Document text
______

On Mon, Aug 13, 2007 at 04:18:03AM -0700, Daniel Phillips (phillips@...nq.net) wrote:
> > No. Since all requests for virtual device end up in physical devices,
> > which have limits, this mechanism works. Virtual device will
> > essentially call either generic_make_request() for new physical
> > device (and thus will sleep is limit is over), or will process bios
> > directly, but in that case it will sleep in generic_make_request()
> > for virutal device.
> 
> What can happen is, as soon as you unthrottle the previous queue, 
> another thread can come in and put another request on it.  Sure, that 
> thread will likely block on the physical throttle and so will the rest 
> of the incoming threads, but it still allows the higher level queue to 
> grow past any given limit, with the help of lots of threads.  JVM for 
> example?

No. You get one slot, and one thread will not be blocked, all others
will. If lucky thread wants to put two requests it will be blocked on
second request, since underlying physical device does not accept requests
anymore an thus caller will sleep.

> Say you have a device mapper device with some physical device sitting 
> underneath, the classic use case for this throttle code.  Say 8,000 
> threads each submit an IO in parallel.  The device mapper mapping 
> function will be called 8,000 times with associated resource 
> allocations, regardless of any throttling on the physical device queue.

______

Supplied material
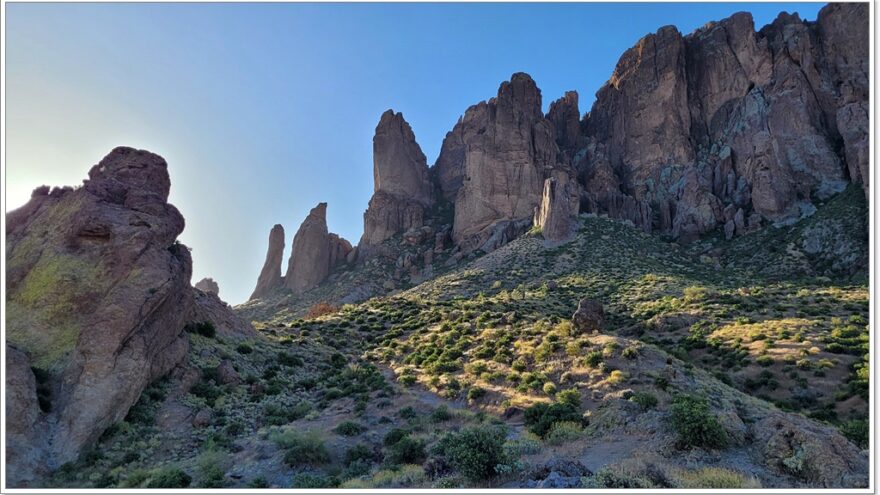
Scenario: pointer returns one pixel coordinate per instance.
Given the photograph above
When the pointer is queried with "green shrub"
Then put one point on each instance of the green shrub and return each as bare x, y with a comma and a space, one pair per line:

______

To do
Write the next part of the mailing-list exchange about throttling block device requests, starting after its final sentence. None of the material is needed here.

Exercise response
Each thread will sleep in generic_make_request(), if limit is specified
correctly, then allocated number of bios will be enough to have a
progress.

Here is an example:

let's say system has 20.000 pages in RAM and 20.000 in swap,
we have 8.000 threads, each one allocates a page, then next page and so
on. System has one virtual device with two physical devices under it,
each device gets half of requests.

We set limit to 4.000 per physical device.

All threads allocate a page and queue it to devices, so all threads
succeeded in its first allocation, and each device has its queue full.
Virtual device does not have a limit (or have it 4.000 too, but since it
was each time recharged, it has zero blocks in-flight).

New thread tries to allocate a page, it is allocated and queued to one
of the devices, but since its queue is full, thread sleeps. So will do
each other.

Thus we ended up allocated 8.000 requests queued, and 8.000 in-flight,
totally 16.000 which is smaller than amount of pages in RAM, so we are
happy.

Consider above as a special kind calculation i.e. number of 
_allocated_ pages is always number of physical device multiplied by each
one's in-flight limit. By adjusting in-flight limit and knowing number
of device it is completely possible to eliminate vm deadlock.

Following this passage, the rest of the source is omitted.